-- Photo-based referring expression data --

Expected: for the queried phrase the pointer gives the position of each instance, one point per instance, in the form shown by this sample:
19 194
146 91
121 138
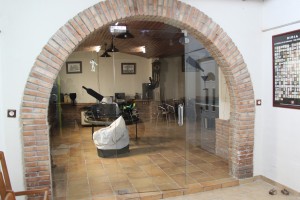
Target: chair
171 111
10 196
162 111
6 192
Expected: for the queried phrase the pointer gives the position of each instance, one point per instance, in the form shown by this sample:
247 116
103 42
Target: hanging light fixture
125 35
112 46
105 54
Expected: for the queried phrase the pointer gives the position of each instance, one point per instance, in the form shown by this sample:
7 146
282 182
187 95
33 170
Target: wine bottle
93 93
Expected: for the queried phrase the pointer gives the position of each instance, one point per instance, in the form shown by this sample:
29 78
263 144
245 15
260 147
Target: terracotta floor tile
159 163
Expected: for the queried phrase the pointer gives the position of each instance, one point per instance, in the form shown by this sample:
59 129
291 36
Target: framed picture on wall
128 68
74 67
286 70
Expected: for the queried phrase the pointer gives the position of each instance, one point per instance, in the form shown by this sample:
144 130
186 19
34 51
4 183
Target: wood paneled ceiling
159 39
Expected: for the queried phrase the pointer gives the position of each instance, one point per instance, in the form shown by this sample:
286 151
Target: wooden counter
146 109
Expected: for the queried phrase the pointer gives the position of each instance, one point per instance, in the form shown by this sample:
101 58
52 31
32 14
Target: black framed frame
286 70
128 68
74 67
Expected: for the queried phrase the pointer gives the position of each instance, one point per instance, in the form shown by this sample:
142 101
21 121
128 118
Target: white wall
171 70
107 79
27 26
278 138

-- WHAT TO PRODUCE --
Every line from the one containing "Target: hanging light fixture" through the final line of the data above is to be restated word for word, and nothing more.

-- WRITTEN SOLUTION --
Target: hanging light fixture
125 35
112 46
105 54
Expected: for the queried phrase the pointer gives the position of each instance, one point per instance, in the form shown by this sample:
7 146
282 182
187 95
33 170
Target: wine bottle
93 93
Expected: for the queried phrase the pointer gives the position of each instance, one point per instance, in the form shown by this sample:
29 78
263 144
245 15
260 147
Target: terracotta floor tile
159 163
Expected: for the queried phrase the pointer gives the position of each instance, one point per instance, in the form shown by this sample:
59 129
291 36
Target: framed picture on wall
128 68
74 67
286 70
Expected: for the queried phrase the pointer gives the position of each instance, one point per instance, in the form shown by this sample:
144 130
186 19
34 51
4 183
Target: wood paneled ceiling
159 39
Expected: for the queried phrase the pointer gives the position of each instance, one point per instance, in the form shown by this sample:
286 151
Target: wooden counter
146 109
Expected: for the queried phrase the pointer gives the position of each instance, one point per instance, in the form shown by this sample:
101 58
52 31
32 14
Target: black framed frame
286 70
128 68
74 67
Expected: for the queried phrase the pointer gives the position of each instance, one point per instance, in the form shown by this sample:
142 101
21 121
128 118
Target: white wall
171 70
107 79
27 26
278 138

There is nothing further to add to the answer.